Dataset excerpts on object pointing

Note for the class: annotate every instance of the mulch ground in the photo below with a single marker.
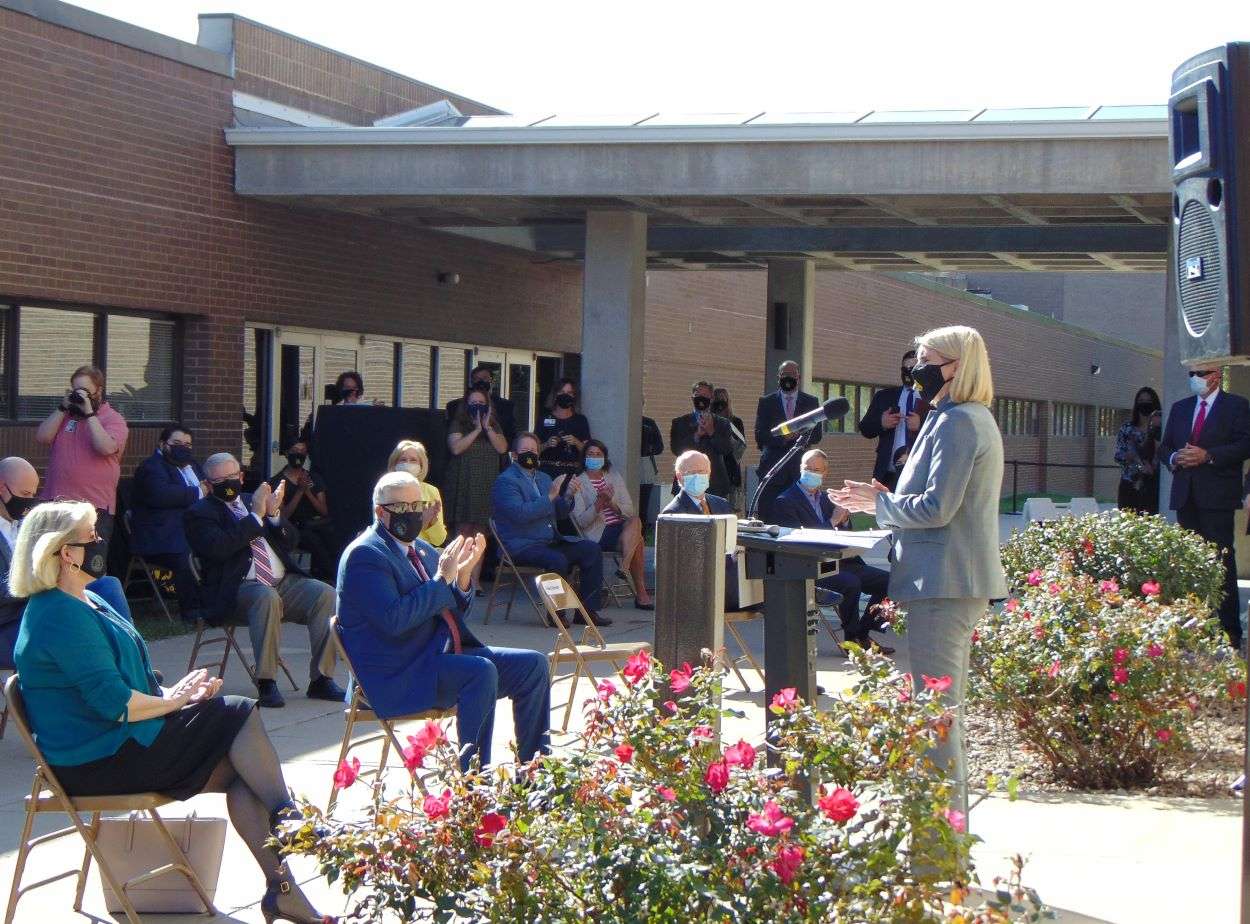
(1219, 734)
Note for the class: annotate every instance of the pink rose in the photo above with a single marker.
(788, 860)
(679, 680)
(438, 805)
(840, 805)
(346, 773)
(771, 822)
(716, 775)
(741, 754)
(638, 667)
(956, 820)
(491, 824)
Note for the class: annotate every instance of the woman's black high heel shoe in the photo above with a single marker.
(271, 910)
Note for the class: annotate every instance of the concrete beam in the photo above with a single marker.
(613, 310)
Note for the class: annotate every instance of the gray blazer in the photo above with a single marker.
(945, 509)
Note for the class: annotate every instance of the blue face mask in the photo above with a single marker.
(695, 485)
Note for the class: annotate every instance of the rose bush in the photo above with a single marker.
(1126, 548)
(1099, 675)
(653, 820)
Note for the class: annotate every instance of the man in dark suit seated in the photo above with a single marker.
(483, 379)
(401, 607)
(706, 433)
(775, 408)
(250, 575)
(805, 504)
(166, 484)
(526, 505)
(1205, 443)
(893, 419)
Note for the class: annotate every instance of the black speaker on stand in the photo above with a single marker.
(1209, 114)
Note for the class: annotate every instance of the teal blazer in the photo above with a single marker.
(79, 667)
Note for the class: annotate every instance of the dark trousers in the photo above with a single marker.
(1216, 527)
(564, 555)
(185, 584)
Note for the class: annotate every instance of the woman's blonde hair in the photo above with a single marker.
(45, 530)
(423, 458)
(973, 379)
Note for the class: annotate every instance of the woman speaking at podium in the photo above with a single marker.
(944, 514)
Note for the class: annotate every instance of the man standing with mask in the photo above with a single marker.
(88, 439)
(893, 419)
(528, 504)
(166, 484)
(1205, 443)
(708, 433)
(784, 404)
(250, 575)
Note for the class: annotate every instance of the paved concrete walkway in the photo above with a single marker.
(1106, 858)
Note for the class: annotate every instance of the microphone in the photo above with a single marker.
(833, 409)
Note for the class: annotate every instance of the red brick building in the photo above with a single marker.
(124, 243)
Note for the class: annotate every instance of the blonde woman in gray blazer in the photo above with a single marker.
(944, 514)
(604, 497)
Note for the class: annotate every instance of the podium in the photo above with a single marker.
(791, 619)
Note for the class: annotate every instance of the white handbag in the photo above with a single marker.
(133, 847)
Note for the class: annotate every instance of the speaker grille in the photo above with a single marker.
(1198, 246)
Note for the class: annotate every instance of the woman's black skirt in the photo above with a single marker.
(178, 763)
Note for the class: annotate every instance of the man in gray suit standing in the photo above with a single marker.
(945, 519)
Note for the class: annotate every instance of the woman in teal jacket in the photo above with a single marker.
(104, 723)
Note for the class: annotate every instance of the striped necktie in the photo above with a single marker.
(448, 617)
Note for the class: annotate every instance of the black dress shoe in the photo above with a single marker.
(268, 695)
(325, 688)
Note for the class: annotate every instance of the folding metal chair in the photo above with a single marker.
(511, 575)
(140, 563)
(48, 795)
(358, 712)
(558, 597)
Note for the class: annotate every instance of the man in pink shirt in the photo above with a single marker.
(86, 439)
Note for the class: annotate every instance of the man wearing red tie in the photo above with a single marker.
(250, 575)
(401, 608)
(1205, 443)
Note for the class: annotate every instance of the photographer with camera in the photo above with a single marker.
(86, 438)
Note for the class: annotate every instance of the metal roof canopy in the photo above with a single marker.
(926, 191)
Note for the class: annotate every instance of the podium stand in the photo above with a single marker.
(790, 615)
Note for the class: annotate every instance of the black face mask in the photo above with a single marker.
(94, 562)
(19, 507)
(405, 527)
(929, 379)
(228, 490)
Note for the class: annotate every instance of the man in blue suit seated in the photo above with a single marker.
(804, 504)
(694, 474)
(401, 607)
(526, 504)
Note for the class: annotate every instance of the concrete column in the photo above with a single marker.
(790, 318)
(613, 309)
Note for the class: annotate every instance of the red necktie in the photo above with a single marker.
(1198, 423)
(448, 617)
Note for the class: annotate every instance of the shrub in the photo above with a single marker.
(1126, 548)
(1101, 683)
(653, 820)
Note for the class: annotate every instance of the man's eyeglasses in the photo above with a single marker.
(405, 508)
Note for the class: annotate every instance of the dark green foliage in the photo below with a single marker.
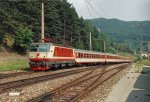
(125, 36)
(21, 21)
(23, 38)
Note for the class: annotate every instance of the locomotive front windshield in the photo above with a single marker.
(39, 48)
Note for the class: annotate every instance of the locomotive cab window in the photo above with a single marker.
(39, 48)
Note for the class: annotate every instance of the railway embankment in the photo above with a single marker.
(133, 87)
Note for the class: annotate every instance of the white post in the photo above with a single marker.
(42, 22)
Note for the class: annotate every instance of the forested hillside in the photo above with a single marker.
(20, 25)
(125, 33)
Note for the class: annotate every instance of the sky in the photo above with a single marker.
(127, 10)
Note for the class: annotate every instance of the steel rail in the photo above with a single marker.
(51, 95)
(24, 82)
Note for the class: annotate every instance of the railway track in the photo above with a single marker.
(24, 82)
(76, 89)
(2, 76)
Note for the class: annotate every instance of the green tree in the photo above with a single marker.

**Stated goal**
Change every "Note for the class" in the rows to "Instruction", keeping everything else the same. Leave the pictures out.

**Solution below**
Instruction: annotate every instance of the mulch ground in the photo below with a single marker.
(1219, 734)
Instruction: annotate every instance of the pink rose in the photo above with a single marker.
(788, 860)
(679, 680)
(438, 805)
(840, 805)
(346, 773)
(771, 822)
(716, 775)
(741, 754)
(638, 667)
(956, 820)
(491, 824)
Instruction: annotate every instance of the woman's black high heel shoe in the photo above with a single marker.
(271, 910)
Instruction: annotate every instance of the concrete beam in the photo above with a single marker.
(613, 310)
Instruction: annotate every instance of the gray blazer in the photo above with a single marker.
(945, 509)
Instruction: annotate every instance of the blue face mask in the photo above with a single marker.
(695, 485)
Instruction: annotate every instance of the rose bush in the photo above with a single marker.
(1126, 548)
(1099, 675)
(653, 820)
Instruction: annotate every instance of the man in dark suit seated in the photo above with a single marker.
(483, 379)
(401, 607)
(706, 433)
(775, 408)
(250, 575)
(805, 504)
(166, 484)
(526, 505)
(1205, 443)
(893, 419)
Instruction: annotate every instance of the black speaker on stand in the photo above with a single marker.
(1209, 114)
Instruction: annotate every instance of the teal blazer in the photo above with a single marker.
(79, 667)
Instruction: annotate every instance of the dark trousers in the photo above with a single marker.
(1216, 527)
(564, 555)
(185, 584)
Instruction: annotate every instance of the woman's blonde hair in the photo above with a single marker.
(45, 530)
(423, 458)
(973, 379)
Instruction: annotate every instance of the woman speaking at podium in the photo above with a single marker.
(944, 514)
Instruction: annotate every instance of the man standing with mask in the photo above with a single marker.
(88, 439)
(893, 419)
(528, 504)
(166, 484)
(1205, 443)
(708, 433)
(784, 404)
(250, 575)
Instruction: annotate every instance of the paved concrete walkway in the photo above with a single marker.
(1106, 858)
Instruction: annotate every instance of the microphone in the photo above with a single marker.
(833, 409)
Instruction: annotate every instance of the red brick building in the photo above with a single marker.
(124, 243)
Instruction: annotate every instance of the blonde woman in gray blazer in the photo above with a single marker.
(944, 514)
(604, 497)
Instruction: annotate every instance of the podium in the photo above with a single marker.
(791, 619)
Instruction: annotate every instance of the white handbag in the photo above with a single marker.
(133, 847)
Instruction: annotate every instance of the speaker grille in the photo above with a single marker.
(1198, 246)
Instruction: annotate every instance of the woman's black skirt in the photo above with a single marker.
(178, 763)
Instruction: annotate every instance of the man in gray suit standing in the photo above with a single marker.
(945, 519)
Instruction: annotate every instance of the woman in teal jacket in the photo above with a single marker.
(104, 723)
Instruction: annotate every instance of the striped necktie in the photo above with a single marker.
(448, 617)
Instruction: annotate every instance of the black dress shoe in the photo above with a single marker.
(268, 695)
(325, 688)
Instruction: annotate every instance of the folding metal chair in the photo above with a single marker.
(511, 575)
(140, 563)
(48, 795)
(358, 712)
(558, 597)
Instruction: annotate every instance of the man in pink shirt in the photo above with a single marker.
(86, 439)
Instruction: annotate every instance of the man wearing red tie in the photo above with a single marker.
(250, 575)
(401, 608)
(1205, 443)
Instruction: annotate every instance of the photographer with camera in the photo above with a single marker.
(86, 438)
Instruction: annotate every instance of the metal roof canopy in the photo above with a single marker.
(926, 191)
Instruction: annotate every instance of the podium stand in the photo above with a single marker.
(790, 615)
Instruction: annotate every instance of the black face mask in the photo above with a single marker.
(94, 562)
(19, 507)
(405, 527)
(929, 379)
(228, 490)
Instruction: annotate every instance of the man in blue suit seated in the photo above with a single marker.
(804, 504)
(694, 474)
(401, 607)
(526, 504)
Instruction: annotate every instance of the concrete column in the photo above with a single marker.
(790, 318)
(613, 309)
Instruction: annotate every instance of the red necktie in the photo above with a single marker.
(1198, 423)
(448, 617)
Instruction: annotate every instance of the shrub in the photo above with a single marker.
(1126, 548)
(1101, 683)
(653, 820)
Instruction: annotate every instance of the man's eyeglasses in the photo above with a single marker.
(405, 508)
Instruction: annotate every instance of the dark green foliage in the photo below with a single marker.
(125, 36)
(21, 21)
(23, 38)
Instruction: annotate every instance of the locomotive front windshield in the photo above with a single marker.
(39, 48)
Instruction: annotate every instance of the locomotive cab window in the photo above with a single marker.
(39, 48)
Instruction: annotate every instance of the railway embankment in the photo above with a single marker.
(133, 87)
Instruction: annotate every instance of the white post in the photo above with a single marker.
(42, 22)
Instruction: annotate every instance of the forested hillside in the photo above with a single marker.
(20, 25)
(125, 33)
Instruction: annotate every instance of the sky in the photo above with a single marker.
(127, 10)
Instruction: annotate every instance of the steel rail in the photo above with a single marker.
(51, 95)
(24, 82)
Instruction: annotate every instance of the railway track in the photo above with a single marker.
(24, 82)
(76, 89)
(2, 76)
Instruction: annotate every instance of the green tree in the photo above with a single marker.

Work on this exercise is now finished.